* Task statement *
Rewrite all of the material below with every "detect" replaced by "locate" and everything else kept the same. Leave the pictures out.
·····
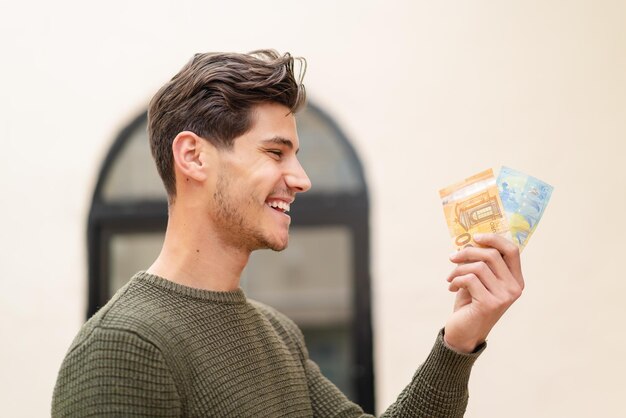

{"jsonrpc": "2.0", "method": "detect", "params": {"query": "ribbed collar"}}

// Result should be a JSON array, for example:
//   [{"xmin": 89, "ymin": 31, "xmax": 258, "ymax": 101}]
[{"xmin": 131, "ymin": 271, "xmax": 247, "ymax": 303}]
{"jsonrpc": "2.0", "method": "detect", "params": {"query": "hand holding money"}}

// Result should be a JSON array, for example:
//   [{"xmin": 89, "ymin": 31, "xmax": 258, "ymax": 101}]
·····
* Task output *
{"jsonrpc": "2.0", "method": "locate", "params": {"query": "ribbed collar"}}

// Result should be a JSON array, for example:
//   [{"xmin": 89, "ymin": 31, "xmax": 258, "ymax": 101}]
[{"xmin": 131, "ymin": 271, "xmax": 247, "ymax": 303}]
{"jsonrpc": "2.0", "method": "locate", "params": {"query": "hand holding money"}}

// Result should be a JSON array, for example:
//   [{"xmin": 89, "ymin": 31, "xmax": 258, "ymax": 101}]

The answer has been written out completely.